Goal of the exercise
Using the string "cloth" as the key, pull each matching line out of the records below.

[Referring expression data]
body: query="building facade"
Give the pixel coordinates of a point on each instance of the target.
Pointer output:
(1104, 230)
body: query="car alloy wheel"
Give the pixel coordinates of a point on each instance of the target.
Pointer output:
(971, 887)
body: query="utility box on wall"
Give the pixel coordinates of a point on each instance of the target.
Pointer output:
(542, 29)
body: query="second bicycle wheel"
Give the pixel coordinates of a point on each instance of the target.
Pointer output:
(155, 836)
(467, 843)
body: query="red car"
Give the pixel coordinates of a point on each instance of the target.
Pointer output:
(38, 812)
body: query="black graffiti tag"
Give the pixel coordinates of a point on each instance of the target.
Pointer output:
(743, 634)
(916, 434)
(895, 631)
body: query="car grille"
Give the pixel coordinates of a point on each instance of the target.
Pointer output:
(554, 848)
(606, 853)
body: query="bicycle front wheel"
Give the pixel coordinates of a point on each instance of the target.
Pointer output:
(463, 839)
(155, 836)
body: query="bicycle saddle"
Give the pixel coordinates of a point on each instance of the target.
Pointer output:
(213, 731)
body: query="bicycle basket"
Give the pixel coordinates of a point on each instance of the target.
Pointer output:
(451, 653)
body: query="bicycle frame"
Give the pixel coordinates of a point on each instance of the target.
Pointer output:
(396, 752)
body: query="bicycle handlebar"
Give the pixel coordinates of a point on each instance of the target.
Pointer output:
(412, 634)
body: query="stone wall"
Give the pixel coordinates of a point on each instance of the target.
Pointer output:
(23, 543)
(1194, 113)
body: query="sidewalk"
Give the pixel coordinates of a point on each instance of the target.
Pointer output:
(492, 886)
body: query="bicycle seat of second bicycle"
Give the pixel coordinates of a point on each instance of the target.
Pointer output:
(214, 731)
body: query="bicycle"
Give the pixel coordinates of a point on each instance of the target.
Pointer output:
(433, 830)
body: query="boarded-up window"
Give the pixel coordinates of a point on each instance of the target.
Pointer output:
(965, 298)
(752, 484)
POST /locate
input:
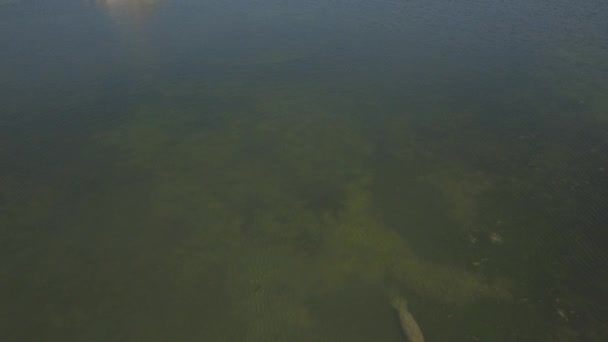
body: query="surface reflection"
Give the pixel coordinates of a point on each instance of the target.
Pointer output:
(135, 12)
(133, 20)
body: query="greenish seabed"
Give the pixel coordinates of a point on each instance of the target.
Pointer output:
(224, 212)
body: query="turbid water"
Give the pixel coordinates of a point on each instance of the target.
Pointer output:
(189, 170)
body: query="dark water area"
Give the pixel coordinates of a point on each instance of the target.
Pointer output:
(286, 170)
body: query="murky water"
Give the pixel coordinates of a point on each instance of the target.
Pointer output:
(185, 170)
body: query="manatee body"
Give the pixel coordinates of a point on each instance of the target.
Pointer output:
(410, 327)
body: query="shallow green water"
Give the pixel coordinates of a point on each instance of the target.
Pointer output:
(183, 170)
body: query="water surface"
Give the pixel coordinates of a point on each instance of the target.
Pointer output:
(182, 170)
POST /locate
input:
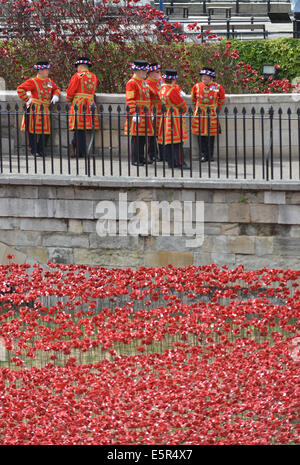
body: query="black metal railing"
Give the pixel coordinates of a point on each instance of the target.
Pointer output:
(250, 143)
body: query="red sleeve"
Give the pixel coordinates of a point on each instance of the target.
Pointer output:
(177, 100)
(72, 88)
(132, 94)
(55, 89)
(194, 94)
(23, 88)
(222, 97)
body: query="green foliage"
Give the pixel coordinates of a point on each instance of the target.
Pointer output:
(284, 52)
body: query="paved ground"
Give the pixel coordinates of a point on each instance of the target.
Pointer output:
(98, 167)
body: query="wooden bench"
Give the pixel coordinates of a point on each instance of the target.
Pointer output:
(211, 10)
(232, 30)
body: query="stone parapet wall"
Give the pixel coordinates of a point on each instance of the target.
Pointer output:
(52, 218)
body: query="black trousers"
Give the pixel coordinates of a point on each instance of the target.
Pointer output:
(174, 155)
(138, 149)
(155, 150)
(37, 143)
(206, 146)
(79, 142)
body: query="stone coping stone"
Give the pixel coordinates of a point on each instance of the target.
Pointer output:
(140, 182)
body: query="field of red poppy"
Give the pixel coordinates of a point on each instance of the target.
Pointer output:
(195, 355)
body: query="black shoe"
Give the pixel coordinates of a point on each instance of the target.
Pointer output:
(185, 166)
(138, 163)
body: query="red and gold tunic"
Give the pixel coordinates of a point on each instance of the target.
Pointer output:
(171, 98)
(154, 88)
(81, 91)
(41, 92)
(204, 96)
(138, 95)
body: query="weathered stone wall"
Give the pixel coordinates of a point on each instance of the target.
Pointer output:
(54, 218)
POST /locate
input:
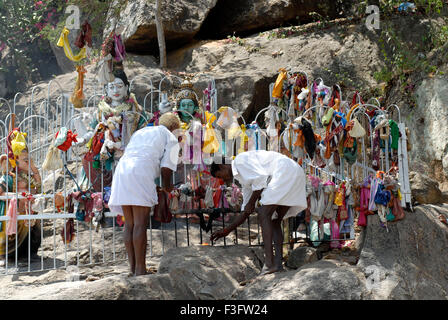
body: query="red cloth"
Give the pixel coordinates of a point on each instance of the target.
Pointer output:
(71, 137)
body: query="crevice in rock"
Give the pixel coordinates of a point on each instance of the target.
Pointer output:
(260, 100)
(231, 17)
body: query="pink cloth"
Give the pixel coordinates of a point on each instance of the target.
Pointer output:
(11, 227)
(97, 202)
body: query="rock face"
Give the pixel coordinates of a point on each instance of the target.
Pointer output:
(424, 189)
(193, 273)
(243, 72)
(301, 256)
(248, 16)
(409, 261)
(321, 280)
(209, 19)
(429, 131)
(181, 21)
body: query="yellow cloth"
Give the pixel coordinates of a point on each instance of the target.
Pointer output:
(18, 143)
(211, 144)
(22, 231)
(63, 42)
(243, 140)
(278, 87)
(78, 94)
(350, 112)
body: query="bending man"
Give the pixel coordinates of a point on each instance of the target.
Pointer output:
(151, 151)
(279, 183)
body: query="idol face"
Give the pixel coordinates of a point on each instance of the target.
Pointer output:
(117, 90)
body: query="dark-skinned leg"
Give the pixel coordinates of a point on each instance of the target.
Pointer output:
(128, 236)
(265, 219)
(278, 237)
(141, 218)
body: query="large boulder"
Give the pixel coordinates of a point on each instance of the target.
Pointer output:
(193, 273)
(243, 71)
(408, 260)
(321, 280)
(424, 189)
(182, 20)
(428, 124)
(301, 256)
(208, 272)
(209, 19)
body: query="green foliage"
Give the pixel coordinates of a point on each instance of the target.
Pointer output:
(27, 24)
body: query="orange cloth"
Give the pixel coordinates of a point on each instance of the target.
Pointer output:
(300, 141)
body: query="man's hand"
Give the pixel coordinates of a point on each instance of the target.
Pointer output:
(249, 208)
(219, 234)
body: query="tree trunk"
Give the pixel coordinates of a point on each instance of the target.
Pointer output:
(160, 34)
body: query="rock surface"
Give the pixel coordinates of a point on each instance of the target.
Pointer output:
(193, 273)
(408, 262)
(181, 21)
(248, 16)
(321, 280)
(424, 189)
(209, 19)
(301, 256)
(430, 130)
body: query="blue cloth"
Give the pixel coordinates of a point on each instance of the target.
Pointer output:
(342, 115)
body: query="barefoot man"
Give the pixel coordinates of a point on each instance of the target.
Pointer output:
(279, 183)
(151, 151)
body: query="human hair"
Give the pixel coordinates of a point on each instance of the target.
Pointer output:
(170, 120)
(120, 74)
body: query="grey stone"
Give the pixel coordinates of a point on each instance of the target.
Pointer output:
(321, 280)
(182, 20)
(301, 256)
(424, 189)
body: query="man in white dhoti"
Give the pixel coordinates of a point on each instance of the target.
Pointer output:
(278, 183)
(151, 151)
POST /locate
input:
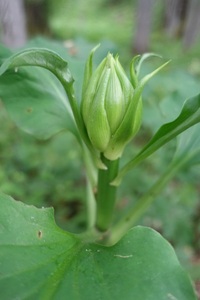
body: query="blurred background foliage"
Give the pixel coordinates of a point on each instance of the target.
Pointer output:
(51, 173)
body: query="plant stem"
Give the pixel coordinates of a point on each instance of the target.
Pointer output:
(118, 230)
(106, 194)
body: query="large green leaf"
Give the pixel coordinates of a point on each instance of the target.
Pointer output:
(34, 97)
(189, 116)
(188, 147)
(38, 260)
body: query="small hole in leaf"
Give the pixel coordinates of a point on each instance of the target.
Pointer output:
(29, 110)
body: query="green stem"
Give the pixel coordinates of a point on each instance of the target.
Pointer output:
(106, 194)
(118, 230)
(91, 206)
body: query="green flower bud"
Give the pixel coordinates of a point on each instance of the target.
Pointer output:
(111, 108)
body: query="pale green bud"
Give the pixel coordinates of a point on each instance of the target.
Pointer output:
(110, 108)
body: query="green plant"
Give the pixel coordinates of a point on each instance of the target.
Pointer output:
(110, 260)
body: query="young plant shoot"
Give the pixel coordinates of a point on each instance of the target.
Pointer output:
(112, 259)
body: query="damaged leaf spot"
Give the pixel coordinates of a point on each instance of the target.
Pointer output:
(29, 110)
(39, 234)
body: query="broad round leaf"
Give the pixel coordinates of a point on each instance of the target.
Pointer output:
(33, 96)
(38, 260)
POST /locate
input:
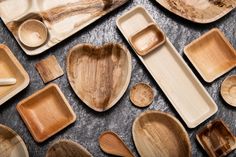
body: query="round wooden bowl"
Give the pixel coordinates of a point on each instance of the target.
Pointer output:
(228, 90)
(141, 95)
(11, 144)
(33, 33)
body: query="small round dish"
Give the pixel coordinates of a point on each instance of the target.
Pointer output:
(141, 95)
(11, 144)
(33, 33)
(228, 90)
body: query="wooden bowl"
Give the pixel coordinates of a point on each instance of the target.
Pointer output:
(11, 144)
(159, 134)
(99, 75)
(67, 148)
(141, 95)
(228, 90)
(33, 33)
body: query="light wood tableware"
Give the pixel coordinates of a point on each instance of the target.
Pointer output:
(46, 112)
(99, 75)
(199, 11)
(62, 18)
(67, 148)
(228, 90)
(49, 69)
(216, 139)
(211, 54)
(172, 74)
(141, 95)
(112, 144)
(11, 68)
(11, 144)
(158, 134)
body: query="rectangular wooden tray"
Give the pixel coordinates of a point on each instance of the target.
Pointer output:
(10, 67)
(62, 18)
(169, 70)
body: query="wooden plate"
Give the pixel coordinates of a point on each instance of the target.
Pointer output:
(159, 134)
(200, 11)
(99, 75)
(46, 112)
(11, 144)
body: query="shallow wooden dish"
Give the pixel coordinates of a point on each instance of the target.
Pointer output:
(147, 39)
(99, 75)
(211, 54)
(62, 18)
(200, 11)
(11, 144)
(216, 139)
(228, 90)
(11, 68)
(172, 74)
(46, 112)
(67, 148)
(159, 134)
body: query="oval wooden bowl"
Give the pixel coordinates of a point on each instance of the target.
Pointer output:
(159, 134)
(11, 144)
(99, 75)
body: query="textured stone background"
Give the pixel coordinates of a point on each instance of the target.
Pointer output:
(90, 124)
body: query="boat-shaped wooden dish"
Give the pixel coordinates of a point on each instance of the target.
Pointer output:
(216, 139)
(62, 18)
(199, 11)
(11, 144)
(46, 112)
(160, 134)
(99, 75)
(169, 70)
(11, 68)
(67, 148)
(211, 54)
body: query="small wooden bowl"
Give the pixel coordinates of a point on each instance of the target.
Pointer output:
(141, 95)
(228, 90)
(33, 33)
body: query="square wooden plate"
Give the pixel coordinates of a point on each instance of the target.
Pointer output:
(211, 54)
(46, 112)
(11, 68)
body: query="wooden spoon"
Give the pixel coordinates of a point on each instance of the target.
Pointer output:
(111, 143)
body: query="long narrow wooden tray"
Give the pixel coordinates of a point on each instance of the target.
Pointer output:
(169, 70)
(62, 18)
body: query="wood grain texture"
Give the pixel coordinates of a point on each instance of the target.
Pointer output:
(99, 75)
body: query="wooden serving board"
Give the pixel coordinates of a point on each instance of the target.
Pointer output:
(172, 74)
(63, 18)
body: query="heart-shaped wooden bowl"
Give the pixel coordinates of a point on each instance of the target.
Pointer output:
(99, 75)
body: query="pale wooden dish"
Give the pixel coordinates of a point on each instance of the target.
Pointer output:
(199, 11)
(211, 54)
(99, 75)
(216, 139)
(159, 134)
(46, 112)
(62, 18)
(11, 144)
(141, 95)
(172, 74)
(112, 144)
(67, 148)
(228, 90)
(11, 68)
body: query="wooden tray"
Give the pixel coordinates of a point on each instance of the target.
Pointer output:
(62, 18)
(11, 68)
(169, 70)
(200, 11)
(46, 112)
(157, 134)
(211, 54)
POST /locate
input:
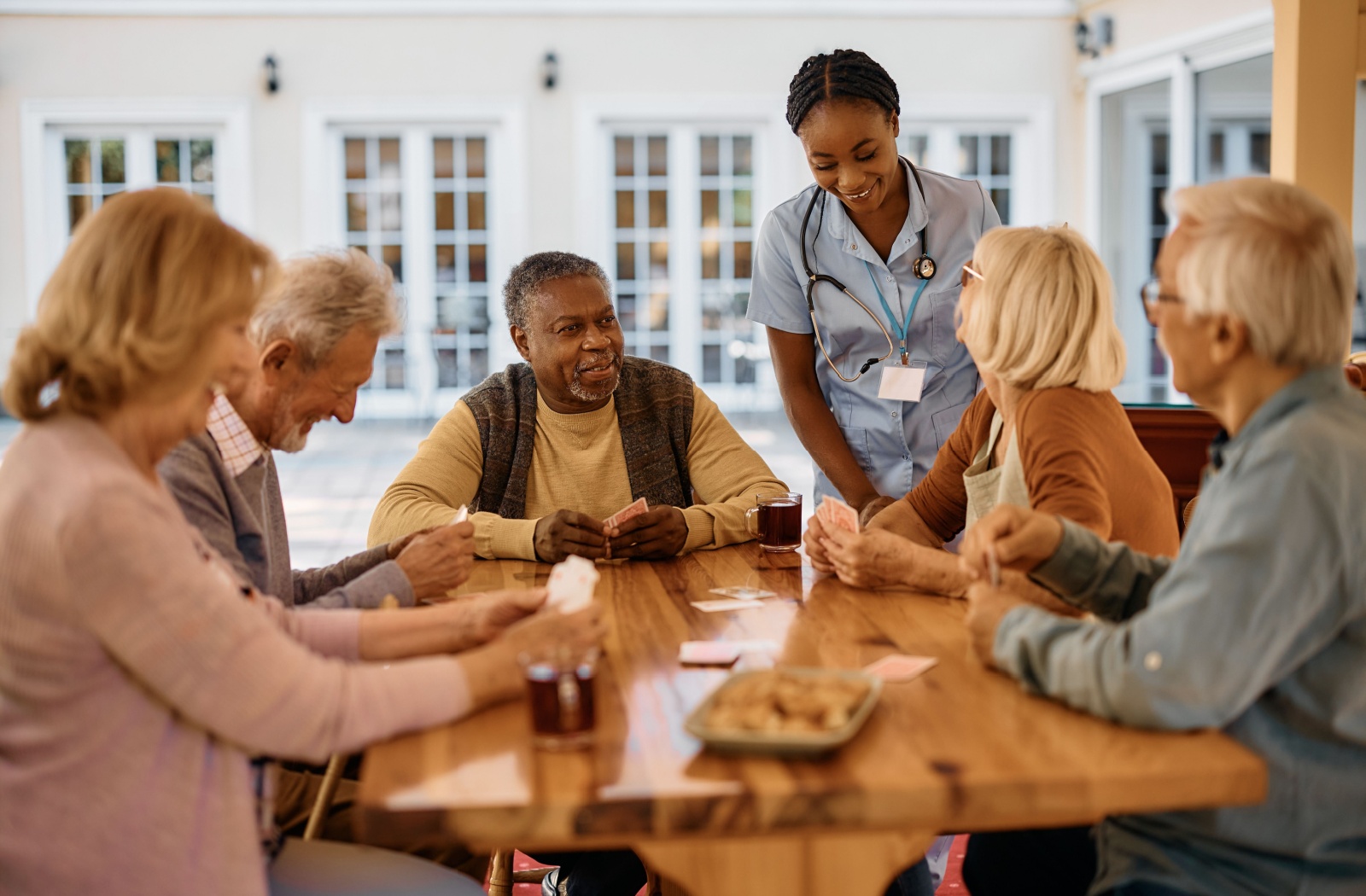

Exercise result
body: query="red cloth"
body: query="pink cloth"
body: query="yellow cloth"
body: query="orange cloth"
body: query="blue cloth"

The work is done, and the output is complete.